Stored dataset items
╭──
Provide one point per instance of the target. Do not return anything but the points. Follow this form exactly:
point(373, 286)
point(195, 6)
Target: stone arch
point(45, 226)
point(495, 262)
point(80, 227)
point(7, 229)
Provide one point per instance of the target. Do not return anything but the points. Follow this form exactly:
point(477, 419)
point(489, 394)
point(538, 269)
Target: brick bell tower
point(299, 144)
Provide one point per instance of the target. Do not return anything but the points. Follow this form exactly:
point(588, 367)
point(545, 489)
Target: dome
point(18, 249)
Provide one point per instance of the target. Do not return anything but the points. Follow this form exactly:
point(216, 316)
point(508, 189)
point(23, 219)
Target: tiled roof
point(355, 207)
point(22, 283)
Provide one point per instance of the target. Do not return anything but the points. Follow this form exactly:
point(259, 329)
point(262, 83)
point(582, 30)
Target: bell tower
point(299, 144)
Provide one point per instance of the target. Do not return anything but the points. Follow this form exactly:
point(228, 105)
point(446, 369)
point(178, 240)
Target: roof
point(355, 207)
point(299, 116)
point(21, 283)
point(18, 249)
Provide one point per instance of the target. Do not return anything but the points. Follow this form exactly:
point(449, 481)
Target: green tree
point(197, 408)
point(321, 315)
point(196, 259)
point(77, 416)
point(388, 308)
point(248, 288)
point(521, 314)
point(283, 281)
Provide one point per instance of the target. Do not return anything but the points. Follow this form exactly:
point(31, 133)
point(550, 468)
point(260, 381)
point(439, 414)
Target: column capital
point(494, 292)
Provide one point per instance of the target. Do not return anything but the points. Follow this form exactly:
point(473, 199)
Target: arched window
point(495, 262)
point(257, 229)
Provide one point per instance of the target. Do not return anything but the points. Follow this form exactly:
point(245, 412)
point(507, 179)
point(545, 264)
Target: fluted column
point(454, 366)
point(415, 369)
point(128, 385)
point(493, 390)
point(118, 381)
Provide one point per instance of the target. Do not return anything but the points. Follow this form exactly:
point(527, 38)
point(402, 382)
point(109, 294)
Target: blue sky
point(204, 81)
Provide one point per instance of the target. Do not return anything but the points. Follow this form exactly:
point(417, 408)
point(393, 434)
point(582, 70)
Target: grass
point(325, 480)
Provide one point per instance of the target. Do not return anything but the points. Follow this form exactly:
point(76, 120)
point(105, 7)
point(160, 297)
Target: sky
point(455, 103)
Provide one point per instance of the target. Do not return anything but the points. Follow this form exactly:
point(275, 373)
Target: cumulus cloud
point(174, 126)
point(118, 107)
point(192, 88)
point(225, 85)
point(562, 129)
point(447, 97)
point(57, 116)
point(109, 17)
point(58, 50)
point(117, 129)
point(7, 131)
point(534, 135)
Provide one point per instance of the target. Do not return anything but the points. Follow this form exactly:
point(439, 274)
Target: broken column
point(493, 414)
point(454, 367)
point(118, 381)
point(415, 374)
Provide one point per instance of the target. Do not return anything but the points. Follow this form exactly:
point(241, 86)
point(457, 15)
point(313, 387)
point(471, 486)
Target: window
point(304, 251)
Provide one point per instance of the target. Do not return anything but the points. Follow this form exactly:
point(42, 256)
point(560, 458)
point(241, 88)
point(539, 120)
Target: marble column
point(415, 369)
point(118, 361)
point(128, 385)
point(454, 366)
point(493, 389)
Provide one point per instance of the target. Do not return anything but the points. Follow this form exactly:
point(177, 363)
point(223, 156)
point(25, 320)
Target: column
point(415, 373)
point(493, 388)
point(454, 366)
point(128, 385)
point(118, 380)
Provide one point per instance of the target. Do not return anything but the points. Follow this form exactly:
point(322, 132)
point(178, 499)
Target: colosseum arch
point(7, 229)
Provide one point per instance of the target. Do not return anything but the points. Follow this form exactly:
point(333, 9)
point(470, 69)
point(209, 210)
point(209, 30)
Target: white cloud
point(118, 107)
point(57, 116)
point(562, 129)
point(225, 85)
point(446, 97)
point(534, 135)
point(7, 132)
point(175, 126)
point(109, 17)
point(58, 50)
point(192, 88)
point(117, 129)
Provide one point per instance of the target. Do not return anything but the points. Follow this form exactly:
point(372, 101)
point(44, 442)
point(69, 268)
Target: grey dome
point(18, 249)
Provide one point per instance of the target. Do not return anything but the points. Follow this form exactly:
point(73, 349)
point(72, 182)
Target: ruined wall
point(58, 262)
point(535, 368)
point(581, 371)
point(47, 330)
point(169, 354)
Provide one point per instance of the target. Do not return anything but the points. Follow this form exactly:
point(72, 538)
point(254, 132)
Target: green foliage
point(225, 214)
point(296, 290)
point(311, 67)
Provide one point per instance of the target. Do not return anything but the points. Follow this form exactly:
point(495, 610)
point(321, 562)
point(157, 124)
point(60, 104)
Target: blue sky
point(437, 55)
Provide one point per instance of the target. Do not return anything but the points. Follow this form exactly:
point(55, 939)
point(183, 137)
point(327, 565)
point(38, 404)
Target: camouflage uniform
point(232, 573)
╰──
▸ **AIM**:
Which lines in the listing above contain the word "tower"? Extract every one of them, treating uppercase and lowercase as different.

▸ **SOLUTION TO THIS EXERCISE**:
Target: brick bell tower
Target: bell tower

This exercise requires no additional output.